→ **YOUR OBJECTIVE**
Images do not belong in the copy. Retype the entries exactly.

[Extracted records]
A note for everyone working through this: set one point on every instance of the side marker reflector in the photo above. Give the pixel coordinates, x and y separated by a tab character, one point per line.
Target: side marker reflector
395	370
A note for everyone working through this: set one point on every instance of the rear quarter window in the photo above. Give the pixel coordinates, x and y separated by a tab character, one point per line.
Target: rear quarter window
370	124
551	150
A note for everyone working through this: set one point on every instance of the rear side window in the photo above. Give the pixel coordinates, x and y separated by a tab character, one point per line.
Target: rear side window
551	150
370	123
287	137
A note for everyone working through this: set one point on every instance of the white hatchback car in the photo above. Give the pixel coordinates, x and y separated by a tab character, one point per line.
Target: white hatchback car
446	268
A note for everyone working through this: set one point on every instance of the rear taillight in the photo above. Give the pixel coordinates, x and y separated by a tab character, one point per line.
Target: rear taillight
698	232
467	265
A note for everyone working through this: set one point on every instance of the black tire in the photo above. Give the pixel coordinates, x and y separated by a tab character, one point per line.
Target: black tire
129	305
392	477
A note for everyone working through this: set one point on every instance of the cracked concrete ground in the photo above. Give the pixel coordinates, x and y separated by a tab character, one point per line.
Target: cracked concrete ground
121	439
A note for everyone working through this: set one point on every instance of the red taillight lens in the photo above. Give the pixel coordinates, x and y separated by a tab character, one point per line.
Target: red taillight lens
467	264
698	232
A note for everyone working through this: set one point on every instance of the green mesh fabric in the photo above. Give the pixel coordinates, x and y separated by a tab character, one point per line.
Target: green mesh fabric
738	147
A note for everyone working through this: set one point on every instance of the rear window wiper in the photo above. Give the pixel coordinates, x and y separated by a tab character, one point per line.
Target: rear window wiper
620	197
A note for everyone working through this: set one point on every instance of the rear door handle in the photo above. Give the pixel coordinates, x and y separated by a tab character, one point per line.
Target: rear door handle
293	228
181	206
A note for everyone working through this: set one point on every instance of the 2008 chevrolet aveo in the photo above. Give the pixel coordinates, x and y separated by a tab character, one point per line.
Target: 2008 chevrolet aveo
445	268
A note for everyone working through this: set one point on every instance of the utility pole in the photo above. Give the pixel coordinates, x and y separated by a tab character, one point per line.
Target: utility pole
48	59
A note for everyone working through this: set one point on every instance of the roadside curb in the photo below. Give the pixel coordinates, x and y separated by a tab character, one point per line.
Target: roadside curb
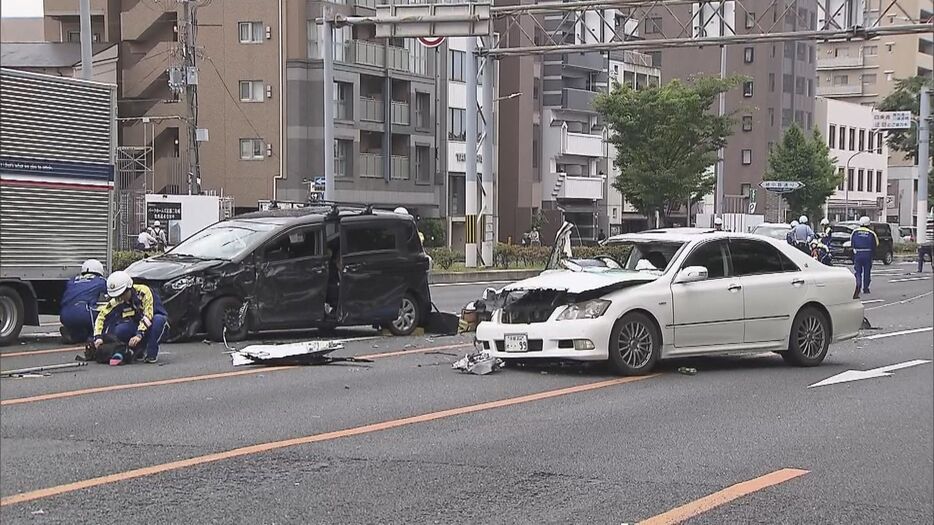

→ **WRITTEN REPLY**
A note for everyone working through this: set one point on every instance of the side marker reflector in the photo above. Give the pixel coordinates, x and y separated by a tab character, one point per line.
Target: side marker reflector
395	370
A note for everyone working through this: set one point on every instance of the rear quarter window in the photo above. Give the pixel coordinates, x and y separated by a tab character, one point per line.
Target: rear quarter window
370	124
551	150
A note for everyone working through this: set one point on every instance of the rear side window in the photo above. Give the pixel coordinates, x and y separated by a tab character, one point per line.
Target: rear side window
551	150
370	123
287	137
A note for everyone working through this: set one point on every instance of the white hatchback car in the photo above. Give the pixel coordinates, x and y separated by a tab character, one point per line.
Target: white hatchback car
446	268
A note for everyone working through this: set one point on every instance of the rear taillight in the photo above. Give the pixel coordinates, x and y separated by a tab character, one point per line.
Target: rear taillight
698	232
467	265
A note for everyone working through this: set one point on every instance of the black tire in the photo above. Give the pixel coordinates, x and y separated by a tab character, one point per line.
Target: black tire
129	305
392	477
A note for everyone working through this: set one point on every instance of the cracked concrete ground in the photo above. Give the pixel coordinates, x and y separated by a tab character, one point per line.
Target: cracked concrete ground
121	439
A note for everyone working through this: set one point on every instance of the red taillight lens in the photo above. Give the pixel coordinates, x and y separated by a tab character, one point per line.
Target: red taillight lens
467	264
698	232
A note for everyone working through this: set one point on every instance of the green mesh fabric in the photo above. Give the pixel coordinates, x and y separated by a tab character, one point per line.
Target: green mesh fabric
738	147
A note for everyone working through this: set one point on every instance of the rear window wiper in the photo above. Give the pixel coordinates, x and y separated by a tab character, one point per line.
Target: rear window wiper
620	197
A note for everyone working through this: set one point on every instance of the rear door handle in the photo above. Give the pixel coordinates, x and y separated by a tab character, one point per line.
Target: rear door handle
293	228
181	206
A note for everyone working through this: set one point on every instance of the 2008 chevrolet aveo in the photo above. Give the pixel coordinates, x and y separated by a tab character, one point per line.
Target: 2008 chevrolet aveo
445	268
A note for everyone working through this: set one point on every instance of the utility pole in the photo above. Give the pixel coordinates, x and y separated by a tab character, one point per line.
Target: utility pole
48	59
A note for everyone working through this: set one point on every instance of the roadside curb in the photo below. Give the pixel coordinates, x and y separated by a tab character, one point per line.
Target: roadside curb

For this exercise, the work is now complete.